• [Prompt] Scan the lines below and report each one containing "SHOULD" by copying it.

========

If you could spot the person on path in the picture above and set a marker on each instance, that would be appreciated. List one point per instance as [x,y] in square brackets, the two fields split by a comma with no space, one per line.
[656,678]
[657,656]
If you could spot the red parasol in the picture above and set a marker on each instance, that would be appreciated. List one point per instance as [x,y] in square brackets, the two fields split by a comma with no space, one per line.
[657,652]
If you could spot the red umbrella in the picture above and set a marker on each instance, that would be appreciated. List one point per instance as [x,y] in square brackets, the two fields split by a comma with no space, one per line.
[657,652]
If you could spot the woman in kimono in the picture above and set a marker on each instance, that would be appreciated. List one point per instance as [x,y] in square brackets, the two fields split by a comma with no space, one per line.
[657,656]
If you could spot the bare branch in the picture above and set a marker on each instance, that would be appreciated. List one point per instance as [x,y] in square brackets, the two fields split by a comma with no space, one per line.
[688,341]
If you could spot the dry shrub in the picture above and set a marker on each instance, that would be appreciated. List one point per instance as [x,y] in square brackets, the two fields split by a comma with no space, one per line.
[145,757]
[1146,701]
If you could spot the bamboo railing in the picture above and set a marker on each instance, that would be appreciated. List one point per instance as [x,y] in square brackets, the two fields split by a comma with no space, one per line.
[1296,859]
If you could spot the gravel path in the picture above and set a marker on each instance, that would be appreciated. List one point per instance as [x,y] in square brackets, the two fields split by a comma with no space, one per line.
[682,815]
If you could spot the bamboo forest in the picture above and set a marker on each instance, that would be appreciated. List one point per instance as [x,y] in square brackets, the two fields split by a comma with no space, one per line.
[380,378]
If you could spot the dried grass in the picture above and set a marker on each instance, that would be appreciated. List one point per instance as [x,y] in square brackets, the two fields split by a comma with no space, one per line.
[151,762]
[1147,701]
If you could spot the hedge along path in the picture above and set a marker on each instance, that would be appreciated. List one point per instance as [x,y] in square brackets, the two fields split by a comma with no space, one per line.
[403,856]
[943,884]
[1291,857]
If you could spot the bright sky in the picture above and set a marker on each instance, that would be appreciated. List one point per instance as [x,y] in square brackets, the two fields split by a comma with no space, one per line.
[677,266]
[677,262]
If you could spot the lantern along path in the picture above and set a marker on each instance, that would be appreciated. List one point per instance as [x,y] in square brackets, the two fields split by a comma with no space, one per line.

========

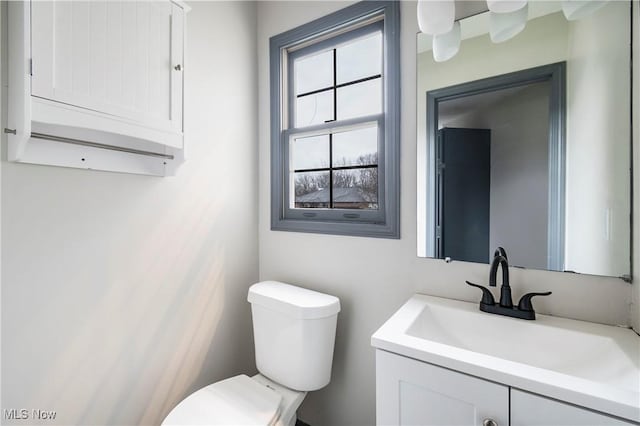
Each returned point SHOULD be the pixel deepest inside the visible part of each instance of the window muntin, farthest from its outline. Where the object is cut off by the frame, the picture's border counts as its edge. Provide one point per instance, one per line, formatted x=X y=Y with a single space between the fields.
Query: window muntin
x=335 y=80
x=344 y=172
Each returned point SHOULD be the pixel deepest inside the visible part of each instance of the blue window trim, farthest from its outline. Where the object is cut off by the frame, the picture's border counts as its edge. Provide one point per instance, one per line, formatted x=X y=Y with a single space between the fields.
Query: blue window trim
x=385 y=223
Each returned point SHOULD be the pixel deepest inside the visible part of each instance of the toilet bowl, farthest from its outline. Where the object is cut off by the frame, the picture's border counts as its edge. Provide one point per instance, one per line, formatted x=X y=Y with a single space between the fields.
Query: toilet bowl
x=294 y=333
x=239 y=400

========

• [Completed task]
Each returned point SHOULD be the pixel deepest inside the visible part of each instance of the window muntin, farthest from its outline. Where the object is cut off by the frame, the picture's border counts as its edge. Provide one point per instance, one per line, formatted x=X y=Y with a single space between the fields.
Each returned point SHOULD be the pixel deepest inside the visible part of each instance of the blue window trim, farthest from its outline. Where the object is cut off by the frame, the picture's border counts as its edge. Provide one point per instance, one per line, formatted x=X y=Y with a single space between the fields.
Each returned point SHOULD be the pixel deepest inside the visible part of each instance of the toilet bowl, farthest from its outline. Where the object is cut off by the frame, the picture's border counts as its edge. Provide one point per instance, one per line, formatted x=X y=Y with a single space between the fields.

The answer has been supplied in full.